# THE TASK
Collect every line in the entries below that contains the string "shorts". Treat uppercase and lowercase as different.

# INFORMATION GIVEN
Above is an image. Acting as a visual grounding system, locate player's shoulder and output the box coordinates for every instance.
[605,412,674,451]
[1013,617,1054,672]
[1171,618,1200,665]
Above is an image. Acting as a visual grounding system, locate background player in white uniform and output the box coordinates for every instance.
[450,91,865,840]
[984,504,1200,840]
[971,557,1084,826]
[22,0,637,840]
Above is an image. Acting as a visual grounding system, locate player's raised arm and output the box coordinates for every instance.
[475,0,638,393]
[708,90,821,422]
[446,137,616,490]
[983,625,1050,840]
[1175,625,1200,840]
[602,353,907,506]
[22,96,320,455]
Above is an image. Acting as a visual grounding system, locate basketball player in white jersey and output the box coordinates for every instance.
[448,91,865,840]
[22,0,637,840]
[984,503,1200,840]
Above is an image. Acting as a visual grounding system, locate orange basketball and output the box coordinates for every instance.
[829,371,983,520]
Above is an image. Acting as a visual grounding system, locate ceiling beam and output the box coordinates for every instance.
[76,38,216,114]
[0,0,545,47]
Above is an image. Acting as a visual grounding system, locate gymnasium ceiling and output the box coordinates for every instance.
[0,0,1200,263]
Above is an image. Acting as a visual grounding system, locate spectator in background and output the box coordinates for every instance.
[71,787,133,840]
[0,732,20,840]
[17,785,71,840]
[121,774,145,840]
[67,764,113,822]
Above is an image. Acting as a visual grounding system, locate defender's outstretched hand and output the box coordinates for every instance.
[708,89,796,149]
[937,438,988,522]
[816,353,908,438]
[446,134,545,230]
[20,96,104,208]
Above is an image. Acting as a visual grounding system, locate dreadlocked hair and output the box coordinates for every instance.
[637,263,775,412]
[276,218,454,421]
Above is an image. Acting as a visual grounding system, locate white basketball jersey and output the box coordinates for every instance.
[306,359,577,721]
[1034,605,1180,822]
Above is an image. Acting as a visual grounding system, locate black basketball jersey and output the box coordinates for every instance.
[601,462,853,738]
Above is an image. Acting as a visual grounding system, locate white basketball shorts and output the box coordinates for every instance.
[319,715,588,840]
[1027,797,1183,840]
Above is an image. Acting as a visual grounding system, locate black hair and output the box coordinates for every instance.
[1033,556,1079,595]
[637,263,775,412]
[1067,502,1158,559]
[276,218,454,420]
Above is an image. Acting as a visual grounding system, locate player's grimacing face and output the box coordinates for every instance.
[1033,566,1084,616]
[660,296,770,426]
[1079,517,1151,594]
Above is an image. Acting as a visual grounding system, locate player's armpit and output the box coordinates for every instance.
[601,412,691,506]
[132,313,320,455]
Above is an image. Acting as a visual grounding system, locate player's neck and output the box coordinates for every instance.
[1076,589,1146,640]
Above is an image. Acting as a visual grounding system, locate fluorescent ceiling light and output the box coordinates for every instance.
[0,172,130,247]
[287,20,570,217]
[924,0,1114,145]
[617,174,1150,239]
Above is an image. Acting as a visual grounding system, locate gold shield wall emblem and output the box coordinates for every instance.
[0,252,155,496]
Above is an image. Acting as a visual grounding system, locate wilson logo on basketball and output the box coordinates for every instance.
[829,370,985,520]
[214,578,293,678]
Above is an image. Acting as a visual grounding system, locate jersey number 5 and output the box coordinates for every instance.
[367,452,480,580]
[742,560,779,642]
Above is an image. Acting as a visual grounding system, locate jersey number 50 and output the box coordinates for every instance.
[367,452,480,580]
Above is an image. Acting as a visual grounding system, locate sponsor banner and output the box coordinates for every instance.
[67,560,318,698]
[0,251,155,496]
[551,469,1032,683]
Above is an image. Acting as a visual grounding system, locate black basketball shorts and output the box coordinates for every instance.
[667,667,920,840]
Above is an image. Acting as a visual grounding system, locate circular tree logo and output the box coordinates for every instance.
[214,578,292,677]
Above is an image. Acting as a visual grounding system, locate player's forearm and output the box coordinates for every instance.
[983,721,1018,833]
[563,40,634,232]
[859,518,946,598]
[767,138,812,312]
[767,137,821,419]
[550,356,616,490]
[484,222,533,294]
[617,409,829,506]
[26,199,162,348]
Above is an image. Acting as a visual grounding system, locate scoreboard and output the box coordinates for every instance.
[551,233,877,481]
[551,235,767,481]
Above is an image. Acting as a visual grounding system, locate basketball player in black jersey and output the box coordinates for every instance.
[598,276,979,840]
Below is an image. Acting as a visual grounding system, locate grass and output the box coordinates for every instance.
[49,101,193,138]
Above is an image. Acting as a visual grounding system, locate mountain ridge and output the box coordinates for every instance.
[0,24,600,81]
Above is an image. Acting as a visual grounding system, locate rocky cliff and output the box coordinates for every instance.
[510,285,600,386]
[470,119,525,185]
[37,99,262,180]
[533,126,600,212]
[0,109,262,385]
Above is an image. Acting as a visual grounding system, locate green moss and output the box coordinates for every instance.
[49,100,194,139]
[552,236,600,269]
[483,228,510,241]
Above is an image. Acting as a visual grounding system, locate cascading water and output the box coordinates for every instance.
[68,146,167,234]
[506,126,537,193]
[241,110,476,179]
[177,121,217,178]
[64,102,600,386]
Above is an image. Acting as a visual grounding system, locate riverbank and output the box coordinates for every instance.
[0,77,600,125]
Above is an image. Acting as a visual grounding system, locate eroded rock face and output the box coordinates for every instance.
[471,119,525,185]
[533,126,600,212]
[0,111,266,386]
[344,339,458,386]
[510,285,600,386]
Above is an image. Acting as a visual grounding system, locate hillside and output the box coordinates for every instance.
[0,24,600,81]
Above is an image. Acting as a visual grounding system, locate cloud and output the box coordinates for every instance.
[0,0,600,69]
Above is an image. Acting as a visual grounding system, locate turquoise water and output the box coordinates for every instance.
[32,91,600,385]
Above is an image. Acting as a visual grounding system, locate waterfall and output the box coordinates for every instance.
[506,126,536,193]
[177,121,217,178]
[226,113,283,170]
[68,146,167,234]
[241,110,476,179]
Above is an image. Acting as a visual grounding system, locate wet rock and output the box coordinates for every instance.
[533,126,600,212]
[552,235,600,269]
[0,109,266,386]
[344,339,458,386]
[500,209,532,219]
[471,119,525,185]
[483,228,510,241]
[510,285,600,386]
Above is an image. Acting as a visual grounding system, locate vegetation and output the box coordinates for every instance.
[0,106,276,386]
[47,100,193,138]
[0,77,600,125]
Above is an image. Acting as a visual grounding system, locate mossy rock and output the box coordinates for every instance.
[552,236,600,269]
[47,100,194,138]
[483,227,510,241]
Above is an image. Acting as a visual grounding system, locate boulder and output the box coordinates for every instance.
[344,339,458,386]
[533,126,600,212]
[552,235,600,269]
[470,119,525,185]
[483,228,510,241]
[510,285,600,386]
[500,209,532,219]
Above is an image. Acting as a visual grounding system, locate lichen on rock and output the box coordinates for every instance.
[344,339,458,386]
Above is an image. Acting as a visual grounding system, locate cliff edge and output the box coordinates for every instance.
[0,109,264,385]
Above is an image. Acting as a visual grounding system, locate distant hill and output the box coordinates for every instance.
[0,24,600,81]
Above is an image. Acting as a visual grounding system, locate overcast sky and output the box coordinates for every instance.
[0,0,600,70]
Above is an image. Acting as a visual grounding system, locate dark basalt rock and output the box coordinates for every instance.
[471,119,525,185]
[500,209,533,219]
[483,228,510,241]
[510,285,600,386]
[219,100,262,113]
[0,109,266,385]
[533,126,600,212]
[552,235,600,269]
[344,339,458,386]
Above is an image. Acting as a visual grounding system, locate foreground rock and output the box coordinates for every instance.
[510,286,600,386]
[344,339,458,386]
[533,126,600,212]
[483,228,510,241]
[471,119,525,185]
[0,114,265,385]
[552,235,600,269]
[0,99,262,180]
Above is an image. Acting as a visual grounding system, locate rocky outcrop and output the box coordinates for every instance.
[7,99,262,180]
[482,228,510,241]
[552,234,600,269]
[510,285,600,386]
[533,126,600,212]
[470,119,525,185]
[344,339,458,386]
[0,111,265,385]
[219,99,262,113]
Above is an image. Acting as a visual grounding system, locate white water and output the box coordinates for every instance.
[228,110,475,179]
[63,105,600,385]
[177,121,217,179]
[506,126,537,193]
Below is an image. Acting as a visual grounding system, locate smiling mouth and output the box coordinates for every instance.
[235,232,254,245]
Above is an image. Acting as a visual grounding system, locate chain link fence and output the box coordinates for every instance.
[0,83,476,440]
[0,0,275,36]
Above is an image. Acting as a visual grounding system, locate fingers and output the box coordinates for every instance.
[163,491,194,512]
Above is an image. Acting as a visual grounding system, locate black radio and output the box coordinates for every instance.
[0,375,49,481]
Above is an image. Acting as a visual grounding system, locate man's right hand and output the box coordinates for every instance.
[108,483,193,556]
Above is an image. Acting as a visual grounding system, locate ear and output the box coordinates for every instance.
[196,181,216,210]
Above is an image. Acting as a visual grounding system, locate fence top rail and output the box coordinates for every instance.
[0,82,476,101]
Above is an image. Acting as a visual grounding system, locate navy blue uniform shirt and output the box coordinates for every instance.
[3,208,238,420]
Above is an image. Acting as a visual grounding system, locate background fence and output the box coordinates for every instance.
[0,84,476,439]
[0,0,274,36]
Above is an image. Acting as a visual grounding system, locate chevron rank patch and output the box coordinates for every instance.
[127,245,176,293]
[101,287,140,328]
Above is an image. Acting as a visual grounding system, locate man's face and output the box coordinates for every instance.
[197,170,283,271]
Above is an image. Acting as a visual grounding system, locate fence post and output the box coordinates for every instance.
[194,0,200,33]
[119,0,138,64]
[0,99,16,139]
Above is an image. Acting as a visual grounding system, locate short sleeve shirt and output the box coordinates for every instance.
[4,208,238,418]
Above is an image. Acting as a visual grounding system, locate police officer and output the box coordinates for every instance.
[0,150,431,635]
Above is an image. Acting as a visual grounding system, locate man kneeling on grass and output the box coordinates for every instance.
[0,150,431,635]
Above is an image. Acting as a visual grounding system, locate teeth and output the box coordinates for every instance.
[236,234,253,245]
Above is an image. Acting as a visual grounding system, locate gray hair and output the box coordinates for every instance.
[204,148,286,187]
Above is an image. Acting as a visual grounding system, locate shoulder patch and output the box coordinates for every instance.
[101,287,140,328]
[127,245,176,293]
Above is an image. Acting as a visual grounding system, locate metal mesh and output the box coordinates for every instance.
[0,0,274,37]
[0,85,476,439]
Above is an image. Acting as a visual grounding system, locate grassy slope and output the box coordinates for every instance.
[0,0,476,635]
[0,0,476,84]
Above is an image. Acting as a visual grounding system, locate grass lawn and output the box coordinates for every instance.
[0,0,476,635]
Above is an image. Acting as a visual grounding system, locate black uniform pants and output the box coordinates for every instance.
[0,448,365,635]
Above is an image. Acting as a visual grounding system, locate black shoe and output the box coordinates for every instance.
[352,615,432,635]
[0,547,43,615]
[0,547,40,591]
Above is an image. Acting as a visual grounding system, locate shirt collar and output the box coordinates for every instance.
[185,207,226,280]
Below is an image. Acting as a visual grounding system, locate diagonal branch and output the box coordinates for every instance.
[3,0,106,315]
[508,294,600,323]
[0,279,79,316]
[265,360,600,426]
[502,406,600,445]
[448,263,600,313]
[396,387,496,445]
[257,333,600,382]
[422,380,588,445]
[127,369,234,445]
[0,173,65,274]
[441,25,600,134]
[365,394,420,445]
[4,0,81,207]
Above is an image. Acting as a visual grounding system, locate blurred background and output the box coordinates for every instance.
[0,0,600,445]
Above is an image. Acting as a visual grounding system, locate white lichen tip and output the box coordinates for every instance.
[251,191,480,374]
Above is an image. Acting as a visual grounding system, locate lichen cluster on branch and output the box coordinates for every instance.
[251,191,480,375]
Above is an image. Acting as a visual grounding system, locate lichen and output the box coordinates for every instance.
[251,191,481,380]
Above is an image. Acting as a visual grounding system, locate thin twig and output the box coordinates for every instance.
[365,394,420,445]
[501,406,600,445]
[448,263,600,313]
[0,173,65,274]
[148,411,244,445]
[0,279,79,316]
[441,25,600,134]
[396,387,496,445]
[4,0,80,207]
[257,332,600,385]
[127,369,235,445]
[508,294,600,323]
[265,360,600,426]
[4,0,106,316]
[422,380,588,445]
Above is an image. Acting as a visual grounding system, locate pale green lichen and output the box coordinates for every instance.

# WRITTEN SOLUTION
Above is an image. Acting as a visual grounding system, locate white basketball shorts and output the box coordinates for every instance.
Above is an image. Acting as a visual grounding system, locate black basketball shorts and output the box coordinates for every instance.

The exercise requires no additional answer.